» **TEXT PROVIDED**:
How To Say 9:40 In Spanish | The Native-Sounding Way

9:40 in Spanish is usually “son las diez menos veinte,” though “son las nueve y cuarenta” is also correct.

If you want to say 9:40 in Spanish and sound natural, the most common answer is son las diez menos veinte. That means “it’s twenty minutes to ten.” You can also say son las nueve y cuarenta, which means “it’s nine forty.” Both are correct. The difference is style. One sounds more like everyday speech in many places, while the other sounds more direct and clock-based.

This matters because Spanish often handles time the way people speak it, not just the way a digital screen shows it. English does this too. Plenty of people say “twenty to ten” instead of “nine forty.” Spanish leans into that pattern even more, so once you get it, a lot of other time expressions start clicking into place.

There’s also a regional twist. In Spain, learners often hear the “menos” pattern a lot after the half hour. In many parts of Latin America, people may still use it, though straight numeric forms like nueve y cuarenta can sound more common in daily speech, depending on the country and speaker. That’s why 9:40 is a nice little test case: it shows you both the grammar and the rhythm of spoken Spanish.

» **SET OF TASKS**:
1. In the records, render each line from the line containing "# Outline the region of every instance of the tall" up to and including the line containing "--target tall tree" as a Markdown table with the columns Row and Line, skipping blank lines.
2. Carry the text on saying 9:40 in Spanish forward from its last sentence.
The text and the records come from separate, unrelated sources.

» **EXTRACTED ENTRIES**:

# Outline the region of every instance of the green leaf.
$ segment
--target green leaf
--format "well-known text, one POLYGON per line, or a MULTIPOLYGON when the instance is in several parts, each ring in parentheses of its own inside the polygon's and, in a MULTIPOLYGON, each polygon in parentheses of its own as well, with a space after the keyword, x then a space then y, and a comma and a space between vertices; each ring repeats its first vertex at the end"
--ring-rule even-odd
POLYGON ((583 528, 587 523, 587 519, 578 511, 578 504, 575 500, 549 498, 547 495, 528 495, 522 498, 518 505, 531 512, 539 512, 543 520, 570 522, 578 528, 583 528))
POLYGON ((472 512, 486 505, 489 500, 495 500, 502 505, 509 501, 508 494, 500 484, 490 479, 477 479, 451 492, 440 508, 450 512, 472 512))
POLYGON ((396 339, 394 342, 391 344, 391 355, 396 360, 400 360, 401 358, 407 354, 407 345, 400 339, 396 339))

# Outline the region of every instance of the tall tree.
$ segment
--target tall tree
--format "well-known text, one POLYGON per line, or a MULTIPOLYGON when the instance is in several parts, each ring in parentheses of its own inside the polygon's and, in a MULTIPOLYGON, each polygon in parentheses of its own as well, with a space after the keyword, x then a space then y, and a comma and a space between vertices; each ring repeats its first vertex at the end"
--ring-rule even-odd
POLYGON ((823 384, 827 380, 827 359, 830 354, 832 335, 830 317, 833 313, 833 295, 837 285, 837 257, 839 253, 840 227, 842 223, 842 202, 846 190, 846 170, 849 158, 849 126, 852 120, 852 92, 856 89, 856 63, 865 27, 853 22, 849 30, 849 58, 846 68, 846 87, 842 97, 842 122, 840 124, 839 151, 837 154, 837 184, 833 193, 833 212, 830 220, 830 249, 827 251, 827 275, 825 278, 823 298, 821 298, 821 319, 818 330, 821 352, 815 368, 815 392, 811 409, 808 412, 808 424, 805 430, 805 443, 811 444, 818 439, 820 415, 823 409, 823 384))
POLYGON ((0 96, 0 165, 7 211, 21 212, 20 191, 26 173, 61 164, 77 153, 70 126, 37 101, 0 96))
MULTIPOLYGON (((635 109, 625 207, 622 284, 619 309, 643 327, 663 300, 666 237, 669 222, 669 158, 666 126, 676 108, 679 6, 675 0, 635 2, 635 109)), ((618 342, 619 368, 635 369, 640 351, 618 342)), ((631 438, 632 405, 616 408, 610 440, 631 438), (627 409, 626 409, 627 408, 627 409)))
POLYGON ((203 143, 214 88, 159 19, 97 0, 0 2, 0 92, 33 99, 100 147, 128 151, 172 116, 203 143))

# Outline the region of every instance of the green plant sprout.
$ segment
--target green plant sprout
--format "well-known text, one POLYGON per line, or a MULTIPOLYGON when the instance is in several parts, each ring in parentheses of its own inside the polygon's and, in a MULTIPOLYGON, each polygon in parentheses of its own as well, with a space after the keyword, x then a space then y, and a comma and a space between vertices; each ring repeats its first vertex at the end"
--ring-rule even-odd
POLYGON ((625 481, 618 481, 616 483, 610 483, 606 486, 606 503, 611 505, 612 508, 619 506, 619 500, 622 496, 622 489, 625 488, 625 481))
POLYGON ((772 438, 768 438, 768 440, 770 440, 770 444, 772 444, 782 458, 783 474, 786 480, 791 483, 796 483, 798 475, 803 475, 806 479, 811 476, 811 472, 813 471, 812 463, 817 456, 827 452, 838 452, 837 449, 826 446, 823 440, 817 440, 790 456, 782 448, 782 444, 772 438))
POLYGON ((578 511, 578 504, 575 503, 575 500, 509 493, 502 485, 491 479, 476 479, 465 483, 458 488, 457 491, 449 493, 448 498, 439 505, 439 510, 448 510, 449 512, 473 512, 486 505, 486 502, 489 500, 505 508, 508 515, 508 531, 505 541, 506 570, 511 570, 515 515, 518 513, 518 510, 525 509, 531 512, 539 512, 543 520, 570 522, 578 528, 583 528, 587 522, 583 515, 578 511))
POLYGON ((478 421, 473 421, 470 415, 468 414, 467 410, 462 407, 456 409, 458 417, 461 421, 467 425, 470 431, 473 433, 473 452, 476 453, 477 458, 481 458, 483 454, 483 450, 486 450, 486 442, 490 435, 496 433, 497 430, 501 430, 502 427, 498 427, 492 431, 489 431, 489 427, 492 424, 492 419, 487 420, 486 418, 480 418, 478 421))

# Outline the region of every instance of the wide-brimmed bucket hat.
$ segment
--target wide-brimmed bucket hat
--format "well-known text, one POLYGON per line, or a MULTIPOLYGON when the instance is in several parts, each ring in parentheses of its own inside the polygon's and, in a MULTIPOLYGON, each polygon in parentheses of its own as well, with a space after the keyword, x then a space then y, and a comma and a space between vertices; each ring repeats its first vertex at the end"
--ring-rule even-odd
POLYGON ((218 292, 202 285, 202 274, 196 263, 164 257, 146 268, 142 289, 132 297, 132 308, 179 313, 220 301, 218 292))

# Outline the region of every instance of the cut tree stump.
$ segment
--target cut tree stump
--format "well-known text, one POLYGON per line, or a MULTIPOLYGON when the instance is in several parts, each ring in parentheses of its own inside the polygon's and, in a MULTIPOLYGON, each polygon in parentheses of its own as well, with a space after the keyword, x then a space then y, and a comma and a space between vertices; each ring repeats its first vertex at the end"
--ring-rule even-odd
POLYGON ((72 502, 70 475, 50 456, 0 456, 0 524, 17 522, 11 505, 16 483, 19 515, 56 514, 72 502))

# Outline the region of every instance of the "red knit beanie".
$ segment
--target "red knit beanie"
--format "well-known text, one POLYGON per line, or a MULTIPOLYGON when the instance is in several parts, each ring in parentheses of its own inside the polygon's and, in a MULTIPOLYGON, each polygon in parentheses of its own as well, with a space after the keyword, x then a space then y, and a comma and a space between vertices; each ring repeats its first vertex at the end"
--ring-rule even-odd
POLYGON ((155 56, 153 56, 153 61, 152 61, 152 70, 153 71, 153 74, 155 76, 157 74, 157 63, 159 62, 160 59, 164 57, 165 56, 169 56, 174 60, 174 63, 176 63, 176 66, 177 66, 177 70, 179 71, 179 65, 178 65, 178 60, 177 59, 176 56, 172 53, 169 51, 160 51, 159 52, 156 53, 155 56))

» **EXERCISE RESPONSES**:
1.
| Row | Line |
|---|---|
| 1 | # Outline the region of every instance of the tall tree. |
| 2 | $ segment |
| 3 | --target tall tree |

2.
How To Say 9:40 In Spanish In Daily Speech

The cleanest native-style version is son las diez menos veinte.

Break it down like this: son las diez means “it is ten o’clock,” and menos veinte means “minus twenty.” Put together, you get “ten minus twenty,” or 9:40. Spanish uses this pattern a lot once the clock passes :30. Instead of counting forward from the current hour, it often counts back from the next one.

The second correct option is son las nueve y cuarenta. This is plain, clear, and easy to understand. It mirrors the numbers on the clock. If you’re still building confidence, this version is perfectly fine. No one will be confused by it.

So which one should you use? If you want the version that often sounds more conversational, use son las diez menos veinte. If you want the version that feels easiest to build from the numbers you see, use son las nueve y cuarenta. Both belong in your toolbox.

Why “Son” And Not “Es”?

Spanish uses es la only for one o’clock: es la una. For every other hour, it uses son las. Since 9:40 points toward ten and nine is not one, you need son, not es. That small switch trips up a lot of learners at first, though it gets easy with repetition.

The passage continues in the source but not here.